→ Given instruction
Render each line of the records below as one string in a JSON list, in order, and omit any blank lines.

→ Provided records
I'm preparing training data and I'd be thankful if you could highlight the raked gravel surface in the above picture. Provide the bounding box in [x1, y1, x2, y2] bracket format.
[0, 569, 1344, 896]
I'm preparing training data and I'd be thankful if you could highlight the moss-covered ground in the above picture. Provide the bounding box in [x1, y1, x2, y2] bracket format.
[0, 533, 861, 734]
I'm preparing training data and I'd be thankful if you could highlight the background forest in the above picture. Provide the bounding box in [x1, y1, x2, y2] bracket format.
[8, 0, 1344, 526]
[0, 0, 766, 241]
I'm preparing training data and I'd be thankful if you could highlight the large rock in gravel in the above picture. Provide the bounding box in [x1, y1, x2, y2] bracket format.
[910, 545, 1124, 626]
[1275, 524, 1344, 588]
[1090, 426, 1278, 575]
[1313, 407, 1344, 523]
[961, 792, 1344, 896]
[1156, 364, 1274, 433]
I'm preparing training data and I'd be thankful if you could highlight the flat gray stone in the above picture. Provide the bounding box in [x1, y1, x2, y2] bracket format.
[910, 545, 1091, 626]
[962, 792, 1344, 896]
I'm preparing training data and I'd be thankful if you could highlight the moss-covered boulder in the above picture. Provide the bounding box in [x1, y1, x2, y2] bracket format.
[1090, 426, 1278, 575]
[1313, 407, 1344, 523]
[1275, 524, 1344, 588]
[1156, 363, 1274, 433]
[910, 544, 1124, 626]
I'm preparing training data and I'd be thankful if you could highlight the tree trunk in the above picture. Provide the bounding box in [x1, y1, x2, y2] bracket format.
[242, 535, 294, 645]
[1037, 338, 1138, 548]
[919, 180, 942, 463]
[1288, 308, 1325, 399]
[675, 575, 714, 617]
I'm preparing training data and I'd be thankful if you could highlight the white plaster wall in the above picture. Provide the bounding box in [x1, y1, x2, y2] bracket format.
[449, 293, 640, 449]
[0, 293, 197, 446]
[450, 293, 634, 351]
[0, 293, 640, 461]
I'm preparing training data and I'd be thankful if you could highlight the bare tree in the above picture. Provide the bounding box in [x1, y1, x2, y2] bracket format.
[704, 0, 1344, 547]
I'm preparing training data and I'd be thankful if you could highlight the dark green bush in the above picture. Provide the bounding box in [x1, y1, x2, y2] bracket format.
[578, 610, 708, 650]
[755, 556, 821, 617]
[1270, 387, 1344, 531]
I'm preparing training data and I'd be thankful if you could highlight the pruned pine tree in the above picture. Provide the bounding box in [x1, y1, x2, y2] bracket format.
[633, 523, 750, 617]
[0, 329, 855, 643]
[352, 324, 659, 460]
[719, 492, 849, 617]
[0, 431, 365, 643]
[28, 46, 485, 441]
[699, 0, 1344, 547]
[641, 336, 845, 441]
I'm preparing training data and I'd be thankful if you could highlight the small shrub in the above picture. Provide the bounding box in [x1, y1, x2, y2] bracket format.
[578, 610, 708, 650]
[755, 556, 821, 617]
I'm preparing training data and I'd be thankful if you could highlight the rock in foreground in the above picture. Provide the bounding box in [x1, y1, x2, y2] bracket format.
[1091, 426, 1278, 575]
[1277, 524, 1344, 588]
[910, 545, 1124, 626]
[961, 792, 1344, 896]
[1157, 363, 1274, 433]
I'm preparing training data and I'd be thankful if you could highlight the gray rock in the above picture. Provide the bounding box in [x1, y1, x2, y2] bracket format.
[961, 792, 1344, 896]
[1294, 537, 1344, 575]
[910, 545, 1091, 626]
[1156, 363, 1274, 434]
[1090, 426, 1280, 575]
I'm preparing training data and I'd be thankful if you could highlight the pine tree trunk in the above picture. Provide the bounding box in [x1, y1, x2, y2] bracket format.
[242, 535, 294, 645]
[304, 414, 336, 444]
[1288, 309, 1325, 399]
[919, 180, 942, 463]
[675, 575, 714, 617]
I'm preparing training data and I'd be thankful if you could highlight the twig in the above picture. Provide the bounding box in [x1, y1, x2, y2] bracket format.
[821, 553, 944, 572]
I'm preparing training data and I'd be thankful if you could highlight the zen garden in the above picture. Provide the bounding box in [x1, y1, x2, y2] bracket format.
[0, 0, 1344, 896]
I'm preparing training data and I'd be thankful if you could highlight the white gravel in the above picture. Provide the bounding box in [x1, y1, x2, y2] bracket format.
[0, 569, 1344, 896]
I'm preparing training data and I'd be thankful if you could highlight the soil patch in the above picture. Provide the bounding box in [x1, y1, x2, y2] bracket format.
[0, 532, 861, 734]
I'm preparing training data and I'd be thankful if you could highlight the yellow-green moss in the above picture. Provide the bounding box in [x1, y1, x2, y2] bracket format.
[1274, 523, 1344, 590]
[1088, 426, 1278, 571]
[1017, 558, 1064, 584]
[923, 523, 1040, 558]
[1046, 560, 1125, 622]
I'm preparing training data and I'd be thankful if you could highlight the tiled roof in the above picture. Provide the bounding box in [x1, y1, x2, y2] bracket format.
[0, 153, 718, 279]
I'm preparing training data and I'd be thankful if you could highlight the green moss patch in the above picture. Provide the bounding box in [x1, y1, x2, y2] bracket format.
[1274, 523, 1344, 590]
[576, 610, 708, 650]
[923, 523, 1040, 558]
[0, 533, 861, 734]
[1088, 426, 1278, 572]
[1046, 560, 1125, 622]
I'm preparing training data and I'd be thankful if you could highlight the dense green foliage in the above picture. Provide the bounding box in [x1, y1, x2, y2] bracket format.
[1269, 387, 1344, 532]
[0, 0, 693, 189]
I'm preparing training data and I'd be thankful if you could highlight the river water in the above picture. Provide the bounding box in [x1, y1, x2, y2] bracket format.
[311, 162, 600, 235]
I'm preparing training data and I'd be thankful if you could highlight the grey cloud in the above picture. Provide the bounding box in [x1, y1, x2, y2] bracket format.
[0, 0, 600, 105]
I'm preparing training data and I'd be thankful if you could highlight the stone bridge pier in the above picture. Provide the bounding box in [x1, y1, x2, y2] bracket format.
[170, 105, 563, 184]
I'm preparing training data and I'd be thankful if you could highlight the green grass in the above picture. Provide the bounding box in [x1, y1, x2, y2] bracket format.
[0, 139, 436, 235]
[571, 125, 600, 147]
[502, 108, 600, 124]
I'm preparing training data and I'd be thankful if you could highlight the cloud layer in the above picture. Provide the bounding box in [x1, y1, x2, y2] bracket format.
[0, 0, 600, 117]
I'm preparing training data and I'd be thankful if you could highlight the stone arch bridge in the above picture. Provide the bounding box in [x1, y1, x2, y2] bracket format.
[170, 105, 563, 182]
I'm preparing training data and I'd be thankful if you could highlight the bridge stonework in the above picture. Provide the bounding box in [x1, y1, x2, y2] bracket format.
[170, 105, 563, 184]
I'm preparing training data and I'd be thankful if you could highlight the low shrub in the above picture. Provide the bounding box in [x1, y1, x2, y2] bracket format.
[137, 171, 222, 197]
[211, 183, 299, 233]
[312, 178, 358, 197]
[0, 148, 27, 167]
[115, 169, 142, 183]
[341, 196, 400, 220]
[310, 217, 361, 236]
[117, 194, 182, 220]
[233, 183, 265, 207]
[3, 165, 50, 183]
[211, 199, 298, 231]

→ Task answer
[
  "I'm preparing training data and I'd be thankful if you could highlight the raked gravel surface in the above picture. Provide the bounding box in [x1, y1, x2, y2] bracket format.",
  "[0, 569, 1344, 896]",
  "I'm preparing training data and I'd be thankful if you could highlight the moss-covered ground in the above picture. Provide the bounding box in [x1, y1, x2, y2] bracket format.",
  "[0, 533, 861, 734]",
  "I'm preparing training data and I'd be thankful if you could highlight the background forest in the above picture. Provide the bounding box in [x1, y1, x2, y2] bracket format.",
  "[8, 0, 1344, 526]",
  "[0, 0, 766, 241]",
  "I'm preparing training data and I'd be thankful if you could highlight the large rock in gravel in the above picture. Provide the bounding box in [x1, y1, x2, y2] bracket format.",
  "[910, 545, 1124, 626]",
  "[1275, 524, 1344, 588]",
  "[1090, 426, 1278, 575]",
  "[1313, 407, 1344, 523]",
  "[961, 792, 1344, 896]",
  "[1156, 364, 1274, 433]",
  "I'm preparing training data and I'd be thankful if you could highlight the flat gray stone in the above picture. Provide the bounding box in [x1, y1, x2, y2] bracket format.",
  "[910, 545, 1091, 626]",
  "[962, 792, 1344, 896]",
  "I'm preparing training data and I'd be thankful if you could highlight the moss-covered boulder in the above picture. Provide the bounding box in [x1, y1, x2, y2] bracket format.",
  "[1090, 426, 1278, 575]",
  "[1313, 407, 1344, 523]",
  "[1275, 524, 1344, 588]",
  "[1156, 363, 1274, 433]",
  "[910, 544, 1124, 626]",
  "I'm preparing training data and I'd be thankful if you could highlight the tree trunk in the above picture. Provide the bounding box in [x1, y1, x2, y2] bracket format.",
  "[242, 535, 294, 645]",
  "[1037, 338, 1138, 548]",
  "[919, 180, 942, 463]",
  "[1288, 308, 1325, 399]",
  "[675, 575, 714, 617]",
  "I'm preparing training data and I'd be thankful if you could highlight the white plaster wall in the above picture. Provide the bounding box in [x1, y1, x2, y2] bracket format.",
  "[449, 293, 640, 449]",
  "[0, 293, 197, 446]",
  "[450, 293, 634, 351]",
  "[0, 293, 640, 461]",
  "I'm preparing training data and I'd be thankful if you could highlight the bare tree in the above picture. Provide the bounding box in [x1, y1, x2, y2] bracket format.",
  "[704, 0, 1344, 547]",
  "I'm preparing training data and I'd be thankful if you could highlight the dark green bush in the above picture. Provide the bounding box in [x1, y1, x2, y2] bracket format.",
  "[578, 610, 708, 650]",
  "[755, 556, 821, 617]",
  "[1270, 387, 1344, 531]",
  "I'm preparing training data and I'd be thankful if you could highlight the pruned pine tree in the above picture. Provide the bounding box in [x1, y1, x2, y2] bracket format.",
  "[633, 523, 750, 617]",
  "[0, 329, 855, 643]",
  "[352, 324, 659, 460]",
  "[719, 492, 849, 617]",
  "[0, 431, 365, 643]",
  "[28, 46, 485, 441]",
  "[699, 0, 1344, 547]",
  "[641, 336, 845, 441]",
  "I'm preparing training data and I'd be thankful if you could highlight the small shrub in the above picture. Provide the bounding box in [x1, y1, x2, y2] bracket format.",
  "[578, 610, 708, 650]",
  "[755, 556, 821, 617]",
  "I'm preparing training data and I'd be thankful if you could highlight the rock in foreground in the above picture. Provide the bounding box in [x1, y1, x2, y2] bracket format.",
  "[1091, 426, 1278, 575]",
  "[1277, 524, 1344, 588]",
  "[910, 545, 1124, 626]",
  "[961, 792, 1344, 896]",
  "[1157, 363, 1274, 433]",
  "I'm preparing training data and I'd be thankful if you could highlight the gray rock in the above picture. Provide the bounding box in [x1, y1, x2, y2] bracket format.",
  "[961, 792, 1344, 896]",
  "[1294, 537, 1344, 575]",
  "[910, 545, 1091, 626]",
  "[1156, 363, 1274, 434]",
  "[1090, 426, 1280, 575]",
  "I'm preparing training data and I'd be thankful if you could highlight the pine tree trunk in the above picture. Provide the bounding box in [x1, y1, x2, y2] bracket format.",
  "[242, 535, 294, 645]",
  "[304, 414, 336, 444]",
  "[1288, 309, 1325, 399]",
  "[919, 180, 942, 463]",
  "[675, 575, 714, 617]",
  "I'm preparing training data and I'd be thankful if you could highlight the twig in the above picture. Provide the bounding box in [x1, y1, x2, y2] bracket format.",
  "[821, 553, 944, 572]",
  "I'm preparing training data and I'd be thankful if you could highlight the zen garden in the above picture. Provide the bounding box in [x1, y1, x2, y2] bracket format.",
  "[0, 0, 1344, 896]",
  "I'm preparing training data and I'd be thankful if you could highlight the white gravel in the above picture. Provide the bounding box in [x1, y1, x2, y2] bracket format.",
  "[0, 569, 1344, 896]",
  "I'm preparing training data and I'd be thankful if you could highlight the soil patch in the above picture. Provide the bounding box in [x1, y1, x2, y2] bracket format.",
  "[0, 532, 861, 734]",
  "I'm preparing training data and I'd be thankful if you could highlight the yellow-green moss in the above picture. Provide the bounding box in [x1, y1, x2, y2] bracket format.",
  "[1274, 523, 1344, 590]",
  "[1088, 426, 1278, 571]",
  "[1017, 558, 1064, 584]",
  "[923, 523, 1040, 558]",
  "[1046, 560, 1125, 622]",
  "I'm preparing training data and I'd be thankful if you could highlight the tiled roof in the above picture. Provide the bounding box in [x1, y1, x2, y2] bracket format.",
  "[0, 153, 718, 279]",
  "I'm preparing training data and I'd be thankful if you could highlight the green moss patch in the above picture. Provide the bounding box in [x1, y1, x2, y2] bracket format.",
  "[1274, 523, 1344, 590]",
  "[576, 610, 708, 650]",
  "[923, 523, 1040, 558]",
  "[0, 533, 861, 734]",
  "[1088, 426, 1278, 572]",
  "[1046, 560, 1125, 622]",
  "I'm preparing training data and I'd be thankful if you could highlight the dense green foliage in the above picture. Provide the bounding box in [x1, y1, x2, y2] bracket format.",
  "[1269, 387, 1344, 532]",
  "[0, 0, 693, 189]",
  "I'm preparing training data and I'd be thankful if you could highlight the river water in the above picture. Provide the bounding box in [x1, y1, x2, y2] bracket format.",
  "[311, 162, 600, 235]",
  "I'm preparing training data and I'd be thankful if you could highlight the grey cloud in the above picture. Provide the bounding box in [x1, y1, x2, y2] bracket format.",
  "[0, 0, 600, 105]",
  "I'm preparing training data and I'd be thankful if you could highlight the stone bridge pier in the above picture. Provide the bounding box in [x1, y1, x2, y2] bracket format.",
  "[170, 105, 563, 184]",
  "I'm preparing training data and I'd be thankful if you could highlight the green grass in the above picture. Provide the bounding box in [x1, y1, x2, y2] bracket format.",
  "[0, 139, 436, 235]",
  "[571, 125, 600, 147]",
  "[502, 108, 600, 124]",
  "I'm preparing training data and I'd be thankful if you could highlight the cloud layer in the above picture. Provide the bounding box in [x1, y1, x2, y2] bracket format.",
  "[0, 0, 600, 117]",
  "I'm preparing training data and I'd be thankful if you could highlight the stone arch bridge in the above picture. Provide the bounding box in [x1, y1, x2, y2] bracket format.",
  "[170, 105, 563, 182]",
  "I'm preparing training data and I'd be thankful if you could highlight the bridge stonework in the above picture. Provide the bounding box in [x1, y1, x2, y2] bracket format.",
  "[170, 105, 563, 184]",
  "I'm preparing training data and I'd be thankful if you could highlight the low shrub in the above picture. Provide the bounding box in [x1, y1, x2, y2] bracket format.",
  "[137, 171, 222, 197]",
  "[211, 183, 299, 233]",
  "[312, 178, 358, 197]",
  "[0, 148, 27, 167]",
  "[115, 169, 142, 183]",
  "[341, 196, 400, 220]",
  "[310, 217, 361, 236]",
  "[117, 194, 182, 220]",
  "[233, 183, 265, 207]",
  "[3, 165, 50, 183]",
  "[211, 199, 298, 231]"
]